BEGIN DATASET ENTRIES
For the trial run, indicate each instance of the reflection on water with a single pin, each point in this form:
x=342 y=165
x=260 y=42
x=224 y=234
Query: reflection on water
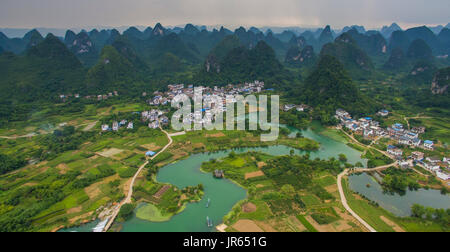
x=396 y=204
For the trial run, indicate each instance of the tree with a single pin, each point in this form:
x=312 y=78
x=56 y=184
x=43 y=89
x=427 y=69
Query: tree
x=417 y=211
x=287 y=189
x=342 y=158
x=125 y=211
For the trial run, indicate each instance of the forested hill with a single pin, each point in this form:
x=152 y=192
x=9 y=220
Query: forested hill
x=36 y=70
x=330 y=87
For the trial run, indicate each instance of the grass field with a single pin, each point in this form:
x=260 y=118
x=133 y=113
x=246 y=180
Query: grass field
x=151 y=213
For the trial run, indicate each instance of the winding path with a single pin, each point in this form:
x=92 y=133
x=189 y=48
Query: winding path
x=130 y=191
x=345 y=204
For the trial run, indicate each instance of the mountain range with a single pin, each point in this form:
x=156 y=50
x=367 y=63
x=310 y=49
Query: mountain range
x=137 y=60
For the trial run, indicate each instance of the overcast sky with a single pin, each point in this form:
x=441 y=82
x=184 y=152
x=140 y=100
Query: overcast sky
x=230 y=13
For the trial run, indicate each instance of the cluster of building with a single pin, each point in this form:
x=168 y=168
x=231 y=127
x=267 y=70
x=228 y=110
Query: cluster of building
x=214 y=99
x=300 y=108
x=370 y=129
x=99 y=97
x=155 y=118
x=164 y=98
x=117 y=125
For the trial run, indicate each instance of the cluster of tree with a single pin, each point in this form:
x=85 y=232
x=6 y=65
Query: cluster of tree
x=9 y=163
x=61 y=141
x=427 y=213
x=396 y=180
x=297 y=170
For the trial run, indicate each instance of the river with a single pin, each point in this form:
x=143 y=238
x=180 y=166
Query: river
x=395 y=203
x=223 y=193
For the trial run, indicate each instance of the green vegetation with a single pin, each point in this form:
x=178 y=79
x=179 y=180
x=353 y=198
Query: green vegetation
x=372 y=213
x=126 y=211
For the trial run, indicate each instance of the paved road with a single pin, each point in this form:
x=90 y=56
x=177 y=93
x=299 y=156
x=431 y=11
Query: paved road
x=346 y=206
x=130 y=191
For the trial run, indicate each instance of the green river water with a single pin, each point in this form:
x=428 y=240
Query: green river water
x=224 y=194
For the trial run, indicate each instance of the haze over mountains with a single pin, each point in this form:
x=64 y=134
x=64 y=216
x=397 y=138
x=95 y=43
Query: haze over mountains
x=137 y=60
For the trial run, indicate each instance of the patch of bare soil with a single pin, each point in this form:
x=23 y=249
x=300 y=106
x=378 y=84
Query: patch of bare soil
x=161 y=191
x=94 y=190
x=254 y=174
x=331 y=188
x=110 y=152
x=219 y=134
x=249 y=207
x=261 y=165
x=349 y=218
x=81 y=217
x=298 y=225
x=74 y=210
x=247 y=226
x=151 y=146
x=392 y=224
x=320 y=228
x=63 y=168
x=266 y=227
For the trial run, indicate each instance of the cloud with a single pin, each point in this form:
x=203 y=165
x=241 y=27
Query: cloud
x=79 y=13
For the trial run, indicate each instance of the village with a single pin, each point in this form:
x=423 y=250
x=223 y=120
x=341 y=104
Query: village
x=156 y=118
x=399 y=137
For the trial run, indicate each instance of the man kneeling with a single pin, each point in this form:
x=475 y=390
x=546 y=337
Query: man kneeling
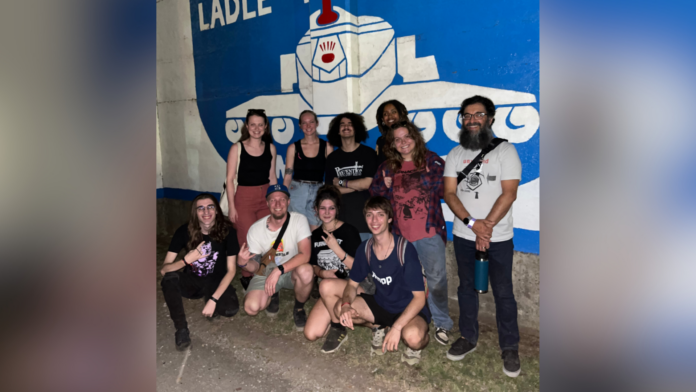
x=399 y=301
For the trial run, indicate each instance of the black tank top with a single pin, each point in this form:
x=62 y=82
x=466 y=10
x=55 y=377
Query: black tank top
x=253 y=171
x=310 y=169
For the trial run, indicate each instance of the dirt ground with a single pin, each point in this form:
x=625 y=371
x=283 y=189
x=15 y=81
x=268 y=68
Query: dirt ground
x=259 y=353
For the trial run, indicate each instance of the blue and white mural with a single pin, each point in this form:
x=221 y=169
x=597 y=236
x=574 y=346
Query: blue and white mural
x=286 y=56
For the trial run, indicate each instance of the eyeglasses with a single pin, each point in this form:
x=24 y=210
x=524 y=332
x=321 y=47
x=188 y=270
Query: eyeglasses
x=478 y=115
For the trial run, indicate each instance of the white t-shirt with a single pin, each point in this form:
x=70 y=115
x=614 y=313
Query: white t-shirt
x=260 y=239
x=479 y=191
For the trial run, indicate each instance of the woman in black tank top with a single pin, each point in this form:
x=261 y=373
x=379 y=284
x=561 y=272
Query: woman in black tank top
x=256 y=155
x=305 y=164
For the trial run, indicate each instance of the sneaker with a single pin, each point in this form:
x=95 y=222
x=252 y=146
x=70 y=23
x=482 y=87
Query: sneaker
x=300 y=318
x=182 y=339
x=459 y=349
x=511 y=363
x=377 y=340
x=334 y=339
x=411 y=357
x=442 y=336
x=272 y=309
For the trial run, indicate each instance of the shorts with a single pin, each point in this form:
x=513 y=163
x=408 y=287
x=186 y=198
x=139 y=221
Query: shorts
x=302 y=196
x=383 y=318
x=259 y=282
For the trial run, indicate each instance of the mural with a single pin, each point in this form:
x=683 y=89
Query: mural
x=332 y=57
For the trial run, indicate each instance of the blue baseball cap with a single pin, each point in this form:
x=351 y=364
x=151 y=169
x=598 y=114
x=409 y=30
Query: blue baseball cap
x=277 y=188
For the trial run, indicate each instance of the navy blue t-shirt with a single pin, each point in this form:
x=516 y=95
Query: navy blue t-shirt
x=395 y=283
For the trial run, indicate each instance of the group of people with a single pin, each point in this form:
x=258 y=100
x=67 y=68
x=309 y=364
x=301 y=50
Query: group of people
x=365 y=224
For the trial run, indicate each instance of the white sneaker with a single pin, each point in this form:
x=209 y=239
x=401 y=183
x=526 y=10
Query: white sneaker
x=411 y=357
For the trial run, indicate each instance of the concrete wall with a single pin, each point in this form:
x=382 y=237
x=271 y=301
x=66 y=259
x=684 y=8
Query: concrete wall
x=218 y=58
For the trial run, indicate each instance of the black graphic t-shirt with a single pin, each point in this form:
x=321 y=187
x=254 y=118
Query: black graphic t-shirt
x=347 y=237
x=354 y=165
x=215 y=264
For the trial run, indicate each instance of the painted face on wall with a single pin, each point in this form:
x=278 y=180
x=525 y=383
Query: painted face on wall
x=377 y=221
x=327 y=211
x=347 y=128
x=390 y=115
x=403 y=143
x=476 y=121
x=308 y=124
x=256 y=126
x=205 y=208
x=278 y=204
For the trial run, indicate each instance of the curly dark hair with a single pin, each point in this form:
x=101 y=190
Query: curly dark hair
x=403 y=114
x=328 y=192
x=487 y=103
x=394 y=159
x=220 y=228
x=334 y=135
x=267 y=137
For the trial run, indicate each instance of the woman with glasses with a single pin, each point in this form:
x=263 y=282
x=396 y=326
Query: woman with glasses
x=411 y=179
x=256 y=171
x=388 y=113
x=304 y=168
x=206 y=270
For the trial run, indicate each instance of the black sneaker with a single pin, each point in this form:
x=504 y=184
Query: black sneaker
x=334 y=339
x=511 y=363
x=459 y=349
x=300 y=319
x=182 y=339
x=272 y=309
x=244 y=280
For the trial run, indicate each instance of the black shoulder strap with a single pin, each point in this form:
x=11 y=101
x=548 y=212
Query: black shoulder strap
x=282 y=231
x=490 y=147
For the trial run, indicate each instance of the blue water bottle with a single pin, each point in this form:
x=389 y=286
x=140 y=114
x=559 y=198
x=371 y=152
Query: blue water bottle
x=481 y=272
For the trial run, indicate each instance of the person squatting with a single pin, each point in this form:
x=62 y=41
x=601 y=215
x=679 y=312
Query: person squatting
x=363 y=224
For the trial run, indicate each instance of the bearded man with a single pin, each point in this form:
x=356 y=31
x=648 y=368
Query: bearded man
x=482 y=205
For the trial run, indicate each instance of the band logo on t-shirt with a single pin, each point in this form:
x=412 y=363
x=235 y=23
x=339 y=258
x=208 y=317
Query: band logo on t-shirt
x=349 y=171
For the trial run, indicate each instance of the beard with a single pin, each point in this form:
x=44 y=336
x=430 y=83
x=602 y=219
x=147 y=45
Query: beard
x=478 y=140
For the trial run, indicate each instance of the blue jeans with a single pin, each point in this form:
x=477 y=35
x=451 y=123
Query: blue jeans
x=500 y=275
x=431 y=252
x=302 y=198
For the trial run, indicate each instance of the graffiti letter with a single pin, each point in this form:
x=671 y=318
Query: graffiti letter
x=263 y=11
x=247 y=15
x=202 y=25
x=217 y=14
x=231 y=18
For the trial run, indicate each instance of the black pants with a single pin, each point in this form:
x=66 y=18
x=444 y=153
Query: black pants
x=178 y=284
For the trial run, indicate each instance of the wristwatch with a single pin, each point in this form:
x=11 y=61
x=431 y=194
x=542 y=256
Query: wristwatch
x=469 y=221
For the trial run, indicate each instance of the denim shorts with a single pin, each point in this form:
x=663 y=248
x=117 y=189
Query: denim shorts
x=302 y=197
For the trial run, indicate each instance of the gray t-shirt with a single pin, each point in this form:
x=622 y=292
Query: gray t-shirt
x=479 y=191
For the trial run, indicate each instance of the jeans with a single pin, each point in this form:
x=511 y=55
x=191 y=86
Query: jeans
x=431 y=252
x=179 y=284
x=500 y=276
x=302 y=198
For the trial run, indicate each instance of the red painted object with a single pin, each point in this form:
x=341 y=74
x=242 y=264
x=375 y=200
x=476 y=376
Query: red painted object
x=327 y=15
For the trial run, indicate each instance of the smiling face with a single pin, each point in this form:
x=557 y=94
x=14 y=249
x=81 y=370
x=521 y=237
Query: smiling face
x=404 y=143
x=378 y=221
x=390 y=115
x=256 y=126
x=205 y=209
x=327 y=211
x=308 y=124
x=346 y=129
x=278 y=204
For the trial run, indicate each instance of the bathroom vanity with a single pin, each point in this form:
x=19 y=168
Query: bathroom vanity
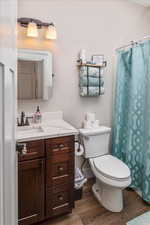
x=46 y=172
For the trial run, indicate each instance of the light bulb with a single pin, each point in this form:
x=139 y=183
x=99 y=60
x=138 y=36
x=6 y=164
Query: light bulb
x=51 y=32
x=32 y=30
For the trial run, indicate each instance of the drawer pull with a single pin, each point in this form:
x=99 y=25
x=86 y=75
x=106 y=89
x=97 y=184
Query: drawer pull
x=60 y=168
x=60 y=197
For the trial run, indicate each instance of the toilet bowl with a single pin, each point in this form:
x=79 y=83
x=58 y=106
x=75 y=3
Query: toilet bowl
x=112 y=176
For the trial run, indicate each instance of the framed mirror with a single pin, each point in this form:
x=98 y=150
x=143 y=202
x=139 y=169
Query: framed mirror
x=34 y=74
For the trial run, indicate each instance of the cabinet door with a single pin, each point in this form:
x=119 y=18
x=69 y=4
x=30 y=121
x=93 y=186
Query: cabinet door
x=31 y=191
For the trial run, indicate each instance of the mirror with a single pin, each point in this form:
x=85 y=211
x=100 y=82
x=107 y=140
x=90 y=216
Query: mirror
x=34 y=74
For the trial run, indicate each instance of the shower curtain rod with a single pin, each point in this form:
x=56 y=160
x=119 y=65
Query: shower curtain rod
x=132 y=43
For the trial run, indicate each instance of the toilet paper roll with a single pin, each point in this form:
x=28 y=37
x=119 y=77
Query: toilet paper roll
x=90 y=116
x=79 y=150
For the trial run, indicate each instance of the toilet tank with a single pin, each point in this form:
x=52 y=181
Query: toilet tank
x=96 y=141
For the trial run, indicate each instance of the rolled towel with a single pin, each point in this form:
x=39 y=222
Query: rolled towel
x=90 y=91
x=89 y=81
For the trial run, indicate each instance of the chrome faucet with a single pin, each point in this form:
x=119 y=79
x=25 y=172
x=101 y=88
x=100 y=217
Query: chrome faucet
x=24 y=120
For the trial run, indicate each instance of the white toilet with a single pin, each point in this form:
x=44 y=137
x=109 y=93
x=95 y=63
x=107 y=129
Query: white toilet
x=112 y=175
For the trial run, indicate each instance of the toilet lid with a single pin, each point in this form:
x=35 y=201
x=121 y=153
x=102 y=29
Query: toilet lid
x=112 y=167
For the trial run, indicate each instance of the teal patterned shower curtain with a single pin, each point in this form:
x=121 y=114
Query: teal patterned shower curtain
x=131 y=129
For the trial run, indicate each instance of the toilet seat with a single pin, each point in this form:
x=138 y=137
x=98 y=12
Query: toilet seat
x=111 y=167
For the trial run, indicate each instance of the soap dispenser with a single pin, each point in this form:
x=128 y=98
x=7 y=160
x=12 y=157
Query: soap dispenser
x=38 y=115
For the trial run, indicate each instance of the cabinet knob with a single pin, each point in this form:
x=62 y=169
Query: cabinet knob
x=61 y=146
x=60 y=168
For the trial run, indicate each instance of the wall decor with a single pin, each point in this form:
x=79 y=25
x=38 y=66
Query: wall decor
x=98 y=59
x=33 y=25
x=91 y=81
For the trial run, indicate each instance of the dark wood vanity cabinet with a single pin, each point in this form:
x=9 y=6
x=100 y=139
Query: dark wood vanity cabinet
x=46 y=179
x=59 y=175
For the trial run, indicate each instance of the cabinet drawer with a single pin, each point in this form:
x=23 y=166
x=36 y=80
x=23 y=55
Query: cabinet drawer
x=62 y=209
x=60 y=184
x=59 y=145
x=35 y=149
x=59 y=169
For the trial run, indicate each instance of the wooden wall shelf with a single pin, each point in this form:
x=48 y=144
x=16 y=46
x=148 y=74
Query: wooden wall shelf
x=91 y=65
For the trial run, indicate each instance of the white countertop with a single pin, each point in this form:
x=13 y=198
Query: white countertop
x=52 y=126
END DATASET ENTRIES
> EXERCISE TASK
Render the stretch from the start of the rows through the line that contains "x=125 y=211" as a numbered list, omitting blank lines and leaving the pictures out.

> TASK RESPONSE
1. For the trial run, indicate each instance of the reflection on water with a single pin, each point in this form:
2. x=342 y=165
3. x=260 y=42
4. x=224 y=234
5. Query: reflection on water
6. x=396 y=204
7. For the trial run, indicate each instance of the tree with a single pin, each point in this form:
8. x=312 y=78
9. x=56 y=184
10. x=43 y=89
11. x=427 y=69
12. Query: tree
13. x=417 y=211
14. x=287 y=189
15. x=342 y=158
16. x=125 y=211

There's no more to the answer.